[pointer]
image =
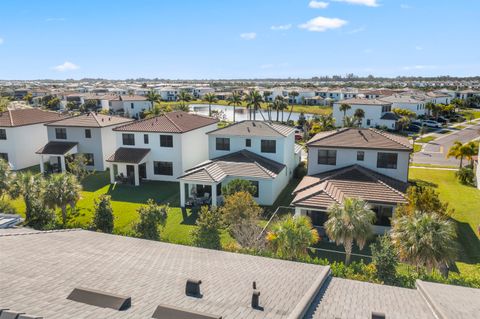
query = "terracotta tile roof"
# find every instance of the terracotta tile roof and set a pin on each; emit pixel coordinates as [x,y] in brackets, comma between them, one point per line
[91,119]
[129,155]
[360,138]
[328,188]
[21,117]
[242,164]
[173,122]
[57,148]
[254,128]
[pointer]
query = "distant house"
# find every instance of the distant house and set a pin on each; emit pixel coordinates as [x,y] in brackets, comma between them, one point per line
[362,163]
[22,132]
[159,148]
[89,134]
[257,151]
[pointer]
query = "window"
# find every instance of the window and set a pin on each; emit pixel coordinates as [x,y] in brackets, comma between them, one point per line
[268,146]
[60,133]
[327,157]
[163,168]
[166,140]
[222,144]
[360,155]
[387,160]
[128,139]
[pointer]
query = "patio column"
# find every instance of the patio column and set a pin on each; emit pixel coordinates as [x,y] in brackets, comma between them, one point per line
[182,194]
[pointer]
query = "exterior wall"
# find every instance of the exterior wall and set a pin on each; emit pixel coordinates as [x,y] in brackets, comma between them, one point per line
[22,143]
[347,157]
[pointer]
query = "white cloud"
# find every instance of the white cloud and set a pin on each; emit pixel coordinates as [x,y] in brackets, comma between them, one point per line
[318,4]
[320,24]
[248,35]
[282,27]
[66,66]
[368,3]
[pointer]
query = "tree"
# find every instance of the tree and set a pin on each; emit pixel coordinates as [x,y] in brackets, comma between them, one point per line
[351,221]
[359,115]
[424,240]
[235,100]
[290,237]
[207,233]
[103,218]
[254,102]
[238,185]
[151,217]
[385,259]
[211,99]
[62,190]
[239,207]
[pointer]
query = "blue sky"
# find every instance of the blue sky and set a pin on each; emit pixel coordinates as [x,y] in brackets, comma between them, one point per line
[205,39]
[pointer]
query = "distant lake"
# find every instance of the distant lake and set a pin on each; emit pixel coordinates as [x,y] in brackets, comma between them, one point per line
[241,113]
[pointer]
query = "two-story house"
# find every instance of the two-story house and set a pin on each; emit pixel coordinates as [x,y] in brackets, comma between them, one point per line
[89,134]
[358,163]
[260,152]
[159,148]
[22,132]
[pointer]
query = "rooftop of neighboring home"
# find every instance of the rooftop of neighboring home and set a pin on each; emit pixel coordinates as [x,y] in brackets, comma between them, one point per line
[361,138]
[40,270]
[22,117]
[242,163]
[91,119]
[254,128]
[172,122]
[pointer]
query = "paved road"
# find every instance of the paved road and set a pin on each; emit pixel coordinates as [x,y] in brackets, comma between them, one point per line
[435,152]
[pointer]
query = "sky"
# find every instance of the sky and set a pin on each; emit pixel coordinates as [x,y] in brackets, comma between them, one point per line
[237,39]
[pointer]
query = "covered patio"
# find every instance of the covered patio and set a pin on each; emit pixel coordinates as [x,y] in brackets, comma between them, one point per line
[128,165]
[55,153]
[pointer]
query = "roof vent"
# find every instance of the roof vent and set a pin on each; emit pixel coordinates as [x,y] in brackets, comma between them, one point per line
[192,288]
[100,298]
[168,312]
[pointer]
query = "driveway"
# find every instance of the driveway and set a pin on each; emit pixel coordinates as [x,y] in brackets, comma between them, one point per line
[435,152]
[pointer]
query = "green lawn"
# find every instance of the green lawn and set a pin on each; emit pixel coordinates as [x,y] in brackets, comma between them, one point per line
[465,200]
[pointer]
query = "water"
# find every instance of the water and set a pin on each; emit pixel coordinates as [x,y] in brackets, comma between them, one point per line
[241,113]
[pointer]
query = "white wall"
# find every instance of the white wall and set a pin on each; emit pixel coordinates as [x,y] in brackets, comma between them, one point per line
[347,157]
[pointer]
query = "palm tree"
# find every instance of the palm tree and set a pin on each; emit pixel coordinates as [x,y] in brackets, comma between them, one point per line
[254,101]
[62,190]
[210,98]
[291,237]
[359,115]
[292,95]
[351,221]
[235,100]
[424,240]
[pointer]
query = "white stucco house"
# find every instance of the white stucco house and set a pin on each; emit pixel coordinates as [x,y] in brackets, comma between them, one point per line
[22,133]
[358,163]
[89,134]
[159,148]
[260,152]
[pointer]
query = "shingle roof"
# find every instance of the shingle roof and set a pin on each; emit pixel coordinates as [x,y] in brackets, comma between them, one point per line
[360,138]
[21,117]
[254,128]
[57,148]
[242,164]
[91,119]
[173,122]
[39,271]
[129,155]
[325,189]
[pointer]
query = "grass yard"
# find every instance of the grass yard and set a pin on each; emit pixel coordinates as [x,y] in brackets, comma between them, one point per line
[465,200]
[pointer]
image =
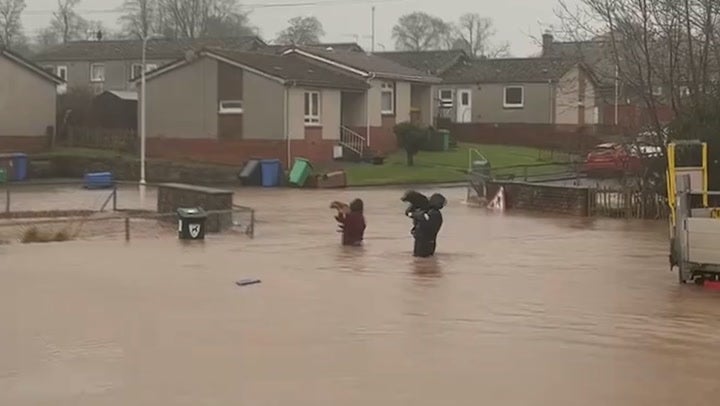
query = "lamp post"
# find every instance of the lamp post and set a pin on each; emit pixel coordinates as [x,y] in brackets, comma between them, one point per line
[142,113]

════════

● Requirement
Without the pictures, give the entries above back exactly.

● Final answer
[pointer]
image =
query = "terracotta tile roof"
# find every instance of the terracotta tile roof and set a pin on each; emit pixel coordinates as [x,y] in brackets, comma between them, one point per line
[91,119]
[129,155]
[360,138]
[328,188]
[21,117]
[242,164]
[173,122]
[57,148]
[254,128]
[pointer]
query = "distant house"
# find every instance of the distant house and set a pin on each; emit pixel coordinates as [x,y] in brackets, comma between them, one point per line
[362,163]
[22,132]
[159,148]
[89,134]
[257,151]
[pointer]
query = "window"
# find every instance of the window and set a pin on each; emit pixel coordinates as [x,y] in brackets, comma between them, one point per line
[268,146]
[60,133]
[327,157]
[163,168]
[166,140]
[222,144]
[360,155]
[387,160]
[128,139]
[pointer]
query = "patio column"
# find every instance of the patio column and set a pin on each; emit pixel coordinates as [x,y] in brackets, comma between them, one point per line
[182,194]
[pointer]
query = "exterior wall"
# find every instance of the exterior wall and set a pin on each; emit pixel coordinates as [x,y] in brackets, comma between them, one point per line
[22,143]
[347,157]
[pointer]
query = "white cloud"
# find every instance of the white cloud and set a pin on each; emit pixel coordinates as [x,y] in brackets, comma between them, one point per line
[318,4]
[320,24]
[248,35]
[282,27]
[66,66]
[368,3]
[pointer]
query = "tree"
# find every instance of the tree and set a pin on each; emit pixel coordinates as [x,y] in brackets, comma between them, one point per line
[351,221]
[359,115]
[424,240]
[235,100]
[290,237]
[207,233]
[103,218]
[254,102]
[238,185]
[151,217]
[385,259]
[211,99]
[62,190]
[239,207]
[pointer]
query = "blue sky"
# find every instance of the blue sky and set a pin on each; emit pixel coordinates as [x,y] in brackets, comma between them, one point per line
[205,39]
[pointer]
query = "distant lake"
# find every instance of the distant lake and set a pin on each; emit pixel coordinates as [x,y] in brackets, comma between them, one point per line
[241,113]
[pointer]
query = "two-story house"
# find every instance of the two-story house and set a pin on each; emit pixel coordinates as [x,y] in brackets, comma between them, one point per line
[89,134]
[358,163]
[260,152]
[159,148]
[22,132]
[pointer]
query = "rooftop of neighboring home"
# find every instance of the rooftop of neighboring home and set a pin on each; emit pixel coordinates as [x,y] in brackets, comma between them, one point per line
[361,138]
[40,270]
[22,117]
[242,163]
[91,119]
[254,128]
[172,122]
[pointer]
query = "paved road"
# find every instance of the paved road and set a pin on each; emit pixel coordinates as [x,y] in brackets, comma between them, one point per line
[435,152]
[pointer]
query = "sky"
# find every instance of the sky and set a pin on each; emit pixel coordinates as [x,y] in brackets, comma between them, one point per line
[237,39]
[pointer]
query = "covered patio"
# find every instance of the covered patio and set a pin on each; emit pixel coordinates as [x,y] in brackets, comma between them, one point per line
[128,165]
[55,153]
[pointer]
query = "roof vent"
# find every instance of the roof vent and set a pin on each; emit pixel coordinates as [x,y] in brackets, comma between them, one point per line
[192,288]
[100,298]
[168,312]
[pointer]
query = "driveway"
# find every instance of the driveway and set a pin on each; emit pixel coordinates as [x,y] in brackets, comma between them, one point per line
[435,152]
[pointer]
query = "green lawn"
# find every instance of the green lawn and set a pin on each; emit pixel coordinates as [x,y] in brackets, comma between them, one point per line
[465,200]
[pointer]
query = "water"
# find every instance of the water and set a pin on each; emit pixel coordinates as [x,y] in brackets, comma between them, one point per line
[241,113]
[pointer]
query = "white wall"
# find every instance of the white wall and set a pin on each; emit pixel coordinates as [x,y] in brackets, comma between them, one point per line
[347,157]
[pointer]
query = "palm tree"
# find every instance of the palm tree and set a pin on each; emit pixel coordinates as [x,y] in brackets, comma between them, one point per line
[254,101]
[62,190]
[210,98]
[291,237]
[359,115]
[292,95]
[351,221]
[235,100]
[424,240]
[pointer]
query = "white stucco house"
# find every instance of the white stucco house and set a pin on each; emit pixel coordinates as [x,y] in brackets, comma between them, one point per line
[22,133]
[358,163]
[89,134]
[159,148]
[260,152]
[pointer]
query = "shingle roof"
# find every instance of the shingle roof and set a pin on each; emit pixel coordinates as [x,y] in brackets, comma between them, one point per line
[360,138]
[21,117]
[254,128]
[57,148]
[242,164]
[91,119]
[173,122]
[39,271]
[129,155]
[325,189]
[pointer]
query = "grass yard"
# find every instance of the grass yard and set a pin on each; emit pixel coordinates as [x,y] in brackets, comma between them, one point per line
[465,200]
[pointer]
image =
query = "lamp post"
# find every instance of the lamp post and set a pin on each; emit pixel coordinates as [x,y] in brackets, comma between them, one point per line
[142,113]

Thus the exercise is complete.